* _Required action_
Every entry needs to be repeated exactly, with nothing left out.

* _Source data_
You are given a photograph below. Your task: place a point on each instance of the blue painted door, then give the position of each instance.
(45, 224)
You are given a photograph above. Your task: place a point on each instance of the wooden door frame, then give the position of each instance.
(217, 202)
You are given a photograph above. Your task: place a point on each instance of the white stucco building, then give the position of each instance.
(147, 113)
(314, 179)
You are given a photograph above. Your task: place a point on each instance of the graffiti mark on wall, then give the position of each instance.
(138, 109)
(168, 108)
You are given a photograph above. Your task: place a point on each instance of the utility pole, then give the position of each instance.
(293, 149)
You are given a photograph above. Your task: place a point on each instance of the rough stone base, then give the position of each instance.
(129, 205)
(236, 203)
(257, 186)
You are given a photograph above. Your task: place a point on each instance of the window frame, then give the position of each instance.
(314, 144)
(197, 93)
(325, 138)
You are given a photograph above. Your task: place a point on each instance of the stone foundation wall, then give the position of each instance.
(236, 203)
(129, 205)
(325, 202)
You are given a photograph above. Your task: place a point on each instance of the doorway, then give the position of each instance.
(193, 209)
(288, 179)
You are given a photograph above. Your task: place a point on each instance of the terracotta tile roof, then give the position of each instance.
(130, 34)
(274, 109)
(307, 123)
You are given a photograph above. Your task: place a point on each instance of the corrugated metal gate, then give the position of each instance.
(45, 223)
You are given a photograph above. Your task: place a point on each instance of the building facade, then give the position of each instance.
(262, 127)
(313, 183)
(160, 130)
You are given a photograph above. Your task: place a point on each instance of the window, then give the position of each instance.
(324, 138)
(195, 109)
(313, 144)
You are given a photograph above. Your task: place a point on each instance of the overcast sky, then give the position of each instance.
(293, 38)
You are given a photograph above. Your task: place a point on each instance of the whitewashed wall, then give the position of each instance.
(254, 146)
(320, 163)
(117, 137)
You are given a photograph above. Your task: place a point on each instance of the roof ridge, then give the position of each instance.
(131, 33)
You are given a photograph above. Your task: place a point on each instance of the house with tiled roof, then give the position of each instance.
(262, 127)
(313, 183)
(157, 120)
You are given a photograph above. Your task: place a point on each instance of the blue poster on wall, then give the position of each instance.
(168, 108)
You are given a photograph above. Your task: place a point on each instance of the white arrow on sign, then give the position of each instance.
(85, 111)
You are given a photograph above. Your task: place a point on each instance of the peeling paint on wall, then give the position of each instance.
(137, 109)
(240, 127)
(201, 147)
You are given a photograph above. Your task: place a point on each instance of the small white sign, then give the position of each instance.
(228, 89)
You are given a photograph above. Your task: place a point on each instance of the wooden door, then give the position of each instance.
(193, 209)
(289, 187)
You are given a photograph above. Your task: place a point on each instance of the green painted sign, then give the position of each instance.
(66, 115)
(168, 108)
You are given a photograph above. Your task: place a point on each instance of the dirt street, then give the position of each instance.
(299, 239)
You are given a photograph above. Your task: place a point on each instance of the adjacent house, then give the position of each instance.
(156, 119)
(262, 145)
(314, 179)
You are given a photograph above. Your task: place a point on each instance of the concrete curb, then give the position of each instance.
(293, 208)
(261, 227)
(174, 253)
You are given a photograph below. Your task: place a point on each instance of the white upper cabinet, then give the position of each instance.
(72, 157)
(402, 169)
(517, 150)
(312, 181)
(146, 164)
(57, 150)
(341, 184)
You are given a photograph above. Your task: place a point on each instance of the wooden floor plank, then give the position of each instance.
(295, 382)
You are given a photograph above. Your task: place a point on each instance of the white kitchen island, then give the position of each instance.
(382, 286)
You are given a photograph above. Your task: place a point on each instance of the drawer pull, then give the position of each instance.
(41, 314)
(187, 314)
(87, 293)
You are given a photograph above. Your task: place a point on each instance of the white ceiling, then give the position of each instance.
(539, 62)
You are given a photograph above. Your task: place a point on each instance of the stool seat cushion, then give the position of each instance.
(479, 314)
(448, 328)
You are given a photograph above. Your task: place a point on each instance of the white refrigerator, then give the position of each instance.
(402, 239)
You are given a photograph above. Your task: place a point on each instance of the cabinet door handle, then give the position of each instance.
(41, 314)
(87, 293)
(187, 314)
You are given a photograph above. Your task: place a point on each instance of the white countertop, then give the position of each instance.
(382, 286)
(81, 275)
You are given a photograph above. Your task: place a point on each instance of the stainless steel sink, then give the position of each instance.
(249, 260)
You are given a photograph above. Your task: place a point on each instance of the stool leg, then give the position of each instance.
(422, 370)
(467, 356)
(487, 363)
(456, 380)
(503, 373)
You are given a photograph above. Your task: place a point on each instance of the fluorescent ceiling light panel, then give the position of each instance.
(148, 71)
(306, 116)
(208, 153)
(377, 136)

* _Written answer_
You are given a photograph below. Your task: place a point on each instance of the blue painted door, then give the position of each instance.
(45, 224)
You are given a photograph above. Your task: place a point on each instance of the wooden door frame, then give the position of each instance.
(217, 202)
You are given a photograph above. Your task: place a point on each instance of the white stucco building, then give the position of each instance.
(147, 113)
(314, 179)
You are given a photograph above. Your task: place a point on each instance of the graffiti mark on wall, then give the position of each instance.
(138, 109)
(168, 108)
You are given a photograph above. Your task: place a point on each instance of the utility pole, then give the position of each instance.
(293, 149)
You are given a photograph above. Your task: place a point on each instance of the rough stone base, then give the position of each instance.
(129, 205)
(236, 203)
(257, 186)
You are given a photograph above. Your task: place a point on each instance of the window frame, then give the position of each instance.
(314, 144)
(197, 93)
(325, 138)
You are given a photograph above. Your task: place a point on each instance of the stone foundation wall, then give the position of each instance.
(236, 203)
(129, 205)
(325, 202)
You are given a photograph above. Your task: place a point on each instance of the doorway, then give the position of each instance.
(193, 209)
(288, 179)
You are given a photograph above. Your task: place a point on each instance of the terracotta tile roof, then give the position of each instance.
(130, 34)
(274, 109)
(307, 123)
You are given a photograph above. Your task: place a point on each instance of the corrugated metal gate, then give the position of each instance.
(45, 223)
You are given a photograph above. Your task: place a point on each instance of the building facade, then give the position of each instance.
(262, 127)
(313, 183)
(160, 130)
You are given a photograph above. Your task: place a point on each instance of the window, then give the position of each instance.
(324, 138)
(195, 109)
(313, 144)
You are given a photograph above. Your task: place a point on each instance of the overcast sky, then give the position of each instance.
(293, 38)
You are given a photograph above. Your task: place a point on each instance of the whitewashed wall, then give the position of each instance.
(254, 146)
(320, 163)
(117, 137)
You are given a photograph above. Your task: place a point on each instance of the roof ridge, then give the position of each instance.
(131, 33)
You are given a photograph above. Your task: place a point on each instance of the house with tiled roof, then give the position of each instance.
(262, 127)
(313, 183)
(157, 120)
You are given a photograph above. Your task: place a point on each instance of the blue poster on wall, then give the position of each instance.
(168, 108)
You are given a photograph above. Your task: place a point on each instance of the white arrow on sign, then give the position of each instance.
(85, 111)
You are given a photograph above. Your task: place a point on each instance of the peeling paint on wall, then give the position of each instance.
(137, 109)
(240, 127)
(201, 147)
You are given a photograph above. Your task: place a point on each instance of the small white sign, then give the position of each instance.
(228, 89)
You are given a photograph above. Your task: place a point on each instance of the wooden door, then give the position of each instance.
(193, 209)
(289, 187)
You are given a photograph above. Your task: place a point on each instance of the green painted sign, then give the position of each instance.
(66, 115)
(168, 108)
You are given a photograph above. Your task: place a point on each instance of the dirt street, then give the position of each instance.
(299, 239)
You are given a photograph above. Your task: place a point on each instance of the adjacent house, then give the position of each instance.
(156, 119)
(262, 145)
(314, 179)
You are given a photograph above. Your task: place a point on each instance of the concrete curb, then give the position of each instance.
(293, 208)
(261, 227)
(174, 253)
You are given a photograph below. Your task: place a point on each instance of the white upper cabinet, then give the position of each instance.
(72, 157)
(402, 169)
(517, 150)
(312, 181)
(146, 164)
(57, 150)
(341, 184)
You are given a photograph above. Your task: place a point on each instance of the wooden floor plank, then give the position of each instance.
(295, 382)
You are given a photograph above. Your task: place a point on each instance of the white kitchen island, then give the position of each instance.
(382, 286)
You are given a photograph above. Your task: place a point on each instance of the drawer pull, then give the position of each instance.
(41, 314)
(187, 314)
(87, 293)
You are given a photograph above. Your task: place a point on each instance of the white ceiling, then give the position of each instance.
(539, 62)
You are given a photograph above. Your task: place a point on each instance of the stool seat cushion, then give the position of each instance.
(479, 314)
(448, 328)
You are given a photograph above. Your task: place a point on each instance of the white refrigerator, then give the position of each instance.
(402, 239)
You are given a photograph above. Your task: place a point on each instance of the cabinet door handle, then give the position of each instance.
(41, 314)
(87, 293)
(187, 314)
You are given a photograph above. Your task: place a point on each instance of the white countertop, then give the position of each instance.
(382, 286)
(81, 275)
You are given a photograph above. Your task: place a point on each instance of the stainless steel sink, then give the position of each instance.
(249, 260)
You are given a photograph above. Your task: place a point on each instance of the stool leg, then give the position of each instance.
(422, 370)
(467, 356)
(487, 363)
(456, 380)
(503, 373)
You are given a photograph above. Your task: place a point on each instance of the fluorescent ceiling light panel, then give the position of each instance.
(148, 71)
(306, 116)
(208, 153)
(377, 136)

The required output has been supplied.